## CHALLENGE 1
Copy the LSTM classifier page beginning at the words "self.linear = nn.Linear(hidden_dim, len(target_classes))" and stopping after "lstm_classifier = LSTMClassifier()", substituting "inputs" for "X_batch" throughout.

## GIVEN PASSAGE
· · · · · · ·
The last layer of the network is Linear layer which has 4 output units that are the same as a number of target classes. It takes the last input of the LSTM layer and returns the prediction of the network. Please take a look at the input given to Linear Layer in the forward pass. We have given the last output of each example generated by LSTM. The output of LSTM is the output of each token of an example but we want the output of the last token for each example which generally has captured the context of the whole example.

After defining a network, we initialized it, printed the shape of weights/biases of each layer of the network, and performed a forward pass through random data to verify the network.

Please take a look at the below tutorial if you are new to PyTorch and want to learn how to create a neural network using it first. It'll help you sail through this tutorial faster.

Simple Guide to Create PyTorch Neural Networks using High-level "nn" Module

from torch import nn
from torch.nn import functional as F

embed_len = 50
hidden_dim = 75
n_layers=1

class LSTMClassifier(nn.Module):
    def __init__(self):
        super(LSTMClassifier, self).__init__()
        self.embedding_layer = nn.Embedding(num_embeddings=len(vocab), embedding_dim=embed_len)
        self.lstm = nn.LSTM(input_size=embed_len, hidden_size=hidden_dim, num_layers=n_layers, batch_first=True)
        self.linear = nn.Linear(hidden_dim, len(target_classes))

    def forward(self, X_batch):
        embeddings = self.embedding_layer(X_batch)
        hidden, carry = torch.randn(n_layers, len(X_batch), hidden_dim), torch.randn(n_layers, len(X_batch), hidden_dim)
        output, (hidden, carry) = self.lstm(embeddings, (hidden, carry))
        return self.linear(output[:,-1])

lstm_classifier = LSTMClassifier()

lstm_classifier

LSTMClassifier(
  (embedding_layer): Embedding(98635, 50)
  (lstm): LSTM(50, 75, batch_first=True)
  (linear): Linear(in_features=75, out_features=4, bias=True)
)

for layer in lstm_classifier.children():
    print("Layer : {}".format(layer))
    print("Parameters : ")
    for param in layer.parameters():
        print(param.shape)
· · · · · · ·
## DATA FOR THIS TASK
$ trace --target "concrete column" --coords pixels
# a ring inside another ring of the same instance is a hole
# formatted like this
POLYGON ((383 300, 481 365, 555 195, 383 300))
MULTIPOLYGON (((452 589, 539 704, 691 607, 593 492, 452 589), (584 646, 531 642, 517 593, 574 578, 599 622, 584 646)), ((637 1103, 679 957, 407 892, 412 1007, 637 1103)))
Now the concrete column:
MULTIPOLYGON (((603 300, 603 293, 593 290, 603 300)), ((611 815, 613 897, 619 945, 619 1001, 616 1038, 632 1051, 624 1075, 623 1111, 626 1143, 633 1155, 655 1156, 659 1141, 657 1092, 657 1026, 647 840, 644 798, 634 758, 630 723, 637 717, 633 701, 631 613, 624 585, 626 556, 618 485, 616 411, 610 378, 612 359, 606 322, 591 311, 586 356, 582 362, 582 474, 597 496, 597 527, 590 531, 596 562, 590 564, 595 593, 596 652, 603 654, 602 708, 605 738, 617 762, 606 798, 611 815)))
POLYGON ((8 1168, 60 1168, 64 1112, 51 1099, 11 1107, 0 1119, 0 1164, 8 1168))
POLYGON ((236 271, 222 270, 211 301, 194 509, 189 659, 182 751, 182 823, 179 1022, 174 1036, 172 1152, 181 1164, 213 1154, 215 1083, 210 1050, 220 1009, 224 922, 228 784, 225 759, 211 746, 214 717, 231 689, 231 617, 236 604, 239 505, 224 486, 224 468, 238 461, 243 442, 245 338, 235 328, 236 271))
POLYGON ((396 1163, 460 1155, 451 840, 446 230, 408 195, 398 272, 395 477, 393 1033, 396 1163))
· · · · · · ·
## CHALLENGE 2
Express the lines of the listing as a JSON list of strings, one string per line, with blank lines omitted. Begin at the first line of the listing and stop after the line that contains "Now the concrete".

## WRITTEN ANSWER 1
self.linear = nn.Linear(hidden_dim, len(target_classes))

    def forward(self, inputs):
        embeddings = self.embedding_layer(inputs)
        hidden, carry = torch.randn(n_layers, len(inputs), hidden_dim), torch.randn(n_layers, len(inputs), hidden_dim)
        output, (hidden, carry) = self.lstm(embeddings, (hidden, carry))
        return self.linear(output[:,-1])

lstm_classifier = LSTMClassifier()

## WRITTEN ANSWER 2
[
  "$ trace --target \"concrete column\" --coords pixels",
  "# a ring inside another ring of the same instance is a hole",
  "# formatted like this",
  "POLYGON ((383 300, 481 365, 555 195, 383 300))",
  "MULTIPOLYGON (((452 589, 539 704, 691 607, 593 492, 452 589), (584 646, 531 642, 517 593, 574 578, 599 622, 584 646)), ((637 1103, 679 957, 407 892, 412 1007, 637 1103)))",
  "Now the concrete column:"
]